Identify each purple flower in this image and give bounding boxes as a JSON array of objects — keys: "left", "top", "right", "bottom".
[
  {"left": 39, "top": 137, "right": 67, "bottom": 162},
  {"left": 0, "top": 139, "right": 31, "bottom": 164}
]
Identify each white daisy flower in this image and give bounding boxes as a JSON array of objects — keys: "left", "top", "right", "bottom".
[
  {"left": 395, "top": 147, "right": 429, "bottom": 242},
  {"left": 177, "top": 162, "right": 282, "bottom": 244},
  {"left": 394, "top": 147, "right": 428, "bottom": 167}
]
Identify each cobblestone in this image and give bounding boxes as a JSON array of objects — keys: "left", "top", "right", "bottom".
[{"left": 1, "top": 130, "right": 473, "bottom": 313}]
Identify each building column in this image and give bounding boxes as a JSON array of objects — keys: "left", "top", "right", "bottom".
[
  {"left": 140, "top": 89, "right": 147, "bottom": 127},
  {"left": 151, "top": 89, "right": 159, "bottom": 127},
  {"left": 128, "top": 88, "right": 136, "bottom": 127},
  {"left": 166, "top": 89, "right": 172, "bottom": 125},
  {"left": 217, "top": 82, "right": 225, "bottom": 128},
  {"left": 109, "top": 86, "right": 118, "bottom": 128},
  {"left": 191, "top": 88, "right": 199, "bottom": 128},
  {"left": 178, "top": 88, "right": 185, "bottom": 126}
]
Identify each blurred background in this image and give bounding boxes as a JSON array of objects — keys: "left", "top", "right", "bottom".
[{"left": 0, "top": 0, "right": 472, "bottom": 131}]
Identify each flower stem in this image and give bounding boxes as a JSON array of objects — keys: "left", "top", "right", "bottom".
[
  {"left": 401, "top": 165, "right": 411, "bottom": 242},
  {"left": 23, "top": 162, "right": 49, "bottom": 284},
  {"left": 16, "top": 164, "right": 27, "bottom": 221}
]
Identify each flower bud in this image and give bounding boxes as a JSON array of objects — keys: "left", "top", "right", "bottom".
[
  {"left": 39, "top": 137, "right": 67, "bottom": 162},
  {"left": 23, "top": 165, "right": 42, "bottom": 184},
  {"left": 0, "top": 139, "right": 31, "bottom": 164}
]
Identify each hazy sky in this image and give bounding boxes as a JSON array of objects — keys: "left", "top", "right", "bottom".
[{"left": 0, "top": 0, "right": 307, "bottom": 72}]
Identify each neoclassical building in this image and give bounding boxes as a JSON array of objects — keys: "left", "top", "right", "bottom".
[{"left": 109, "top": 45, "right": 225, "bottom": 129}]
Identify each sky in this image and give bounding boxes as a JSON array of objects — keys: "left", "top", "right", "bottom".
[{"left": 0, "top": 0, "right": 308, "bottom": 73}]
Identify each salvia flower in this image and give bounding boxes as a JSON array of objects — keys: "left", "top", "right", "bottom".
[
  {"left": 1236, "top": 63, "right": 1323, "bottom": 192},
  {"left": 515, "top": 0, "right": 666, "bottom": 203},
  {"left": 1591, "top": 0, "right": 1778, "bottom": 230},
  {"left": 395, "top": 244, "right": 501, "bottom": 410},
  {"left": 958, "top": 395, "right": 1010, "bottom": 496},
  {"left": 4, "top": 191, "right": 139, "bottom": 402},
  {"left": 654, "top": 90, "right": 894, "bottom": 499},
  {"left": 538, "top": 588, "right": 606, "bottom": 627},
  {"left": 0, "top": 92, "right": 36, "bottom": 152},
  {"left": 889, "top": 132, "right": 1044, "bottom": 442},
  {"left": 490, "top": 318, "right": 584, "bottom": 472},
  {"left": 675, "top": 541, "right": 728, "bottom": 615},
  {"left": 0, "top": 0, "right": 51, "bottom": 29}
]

Action item:
What you should produce is an exact retyping of every line above.

Answer for the task:
Identify each purple flower in this image and give bounding boxes as a JSON array of objects — keys: "left", "top", "right", "bottom".
[
  {"left": 39, "top": 137, "right": 67, "bottom": 162},
  {"left": 0, "top": 139, "right": 31, "bottom": 164}
]
Identify each white daisy flower in this image and give bounding boxes as a JSON array of objects — keys: "left", "top", "right", "bottom".
[
  {"left": 395, "top": 147, "right": 429, "bottom": 242},
  {"left": 177, "top": 162, "right": 282, "bottom": 244},
  {"left": 394, "top": 147, "right": 428, "bottom": 167}
]
Identify each cobblestone in this image and give bounding boxes as a JSON array of objects — keys: "left", "top", "right", "bottom".
[{"left": 1, "top": 130, "right": 473, "bottom": 313}]
Identify each building column in this image and give bounding boxes as a JSON array of objects — keys: "left", "top", "right", "bottom".
[
  {"left": 140, "top": 89, "right": 147, "bottom": 127},
  {"left": 151, "top": 89, "right": 159, "bottom": 127},
  {"left": 128, "top": 88, "right": 136, "bottom": 127},
  {"left": 166, "top": 89, "right": 172, "bottom": 125},
  {"left": 217, "top": 82, "right": 225, "bottom": 128},
  {"left": 109, "top": 86, "right": 118, "bottom": 128},
  {"left": 191, "top": 88, "right": 199, "bottom": 128},
  {"left": 178, "top": 88, "right": 185, "bottom": 126}
]
Identify each blurred background in this image and give bounding boxes as a JSON array of objects — keys: "left", "top", "right", "bottom".
[{"left": 0, "top": 0, "right": 472, "bottom": 131}]
Identify each flower stem in this image and give bounding boxes as a JSON array of objects — keys: "left", "top", "right", "bottom".
[
  {"left": 401, "top": 165, "right": 411, "bottom": 242},
  {"left": 23, "top": 162, "right": 49, "bottom": 284},
  {"left": 16, "top": 164, "right": 27, "bottom": 221}
]
Identify each flower bud in this image and give bounding boxes as a JSON array of objects — keys: "left", "top", "right", "bottom".
[
  {"left": 39, "top": 137, "right": 67, "bottom": 162},
  {"left": 23, "top": 165, "right": 42, "bottom": 184},
  {"left": 0, "top": 139, "right": 31, "bottom": 164}
]
Identify each hazy sky in this image and give bounding boxes as a JSON array of objects — keys: "left", "top", "right", "bottom".
[{"left": 0, "top": 0, "right": 307, "bottom": 72}]
Identify each neoclassical building in this image and give bounding boxes as a JSON array of objects — keys: "left", "top", "right", "bottom".
[{"left": 109, "top": 45, "right": 225, "bottom": 129}]
Identify each sky in this image and give bounding boxes as a JSON array of objects — keys: "left", "top", "right", "bottom".
[{"left": 0, "top": 0, "right": 308, "bottom": 73}]
Identify each salvia flower in this image and give bounding boxes as a JSON array of objects — keys: "left", "top", "right", "bottom".
[
  {"left": 1236, "top": 63, "right": 1323, "bottom": 192},
  {"left": 515, "top": 0, "right": 666, "bottom": 203},
  {"left": 1591, "top": 0, "right": 1778, "bottom": 230},
  {"left": 395, "top": 244, "right": 501, "bottom": 410},
  {"left": 958, "top": 395, "right": 1010, "bottom": 496},
  {"left": 4, "top": 191, "right": 139, "bottom": 402},
  {"left": 654, "top": 90, "right": 894, "bottom": 499},
  {"left": 538, "top": 588, "right": 606, "bottom": 627},
  {"left": 0, "top": 92, "right": 36, "bottom": 152},
  {"left": 889, "top": 132, "right": 1044, "bottom": 442},
  {"left": 490, "top": 318, "right": 584, "bottom": 472},
  {"left": 675, "top": 541, "right": 728, "bottom": 615},
  {"left": 0, "top": 0, "right": 51, "bottom": 29}
]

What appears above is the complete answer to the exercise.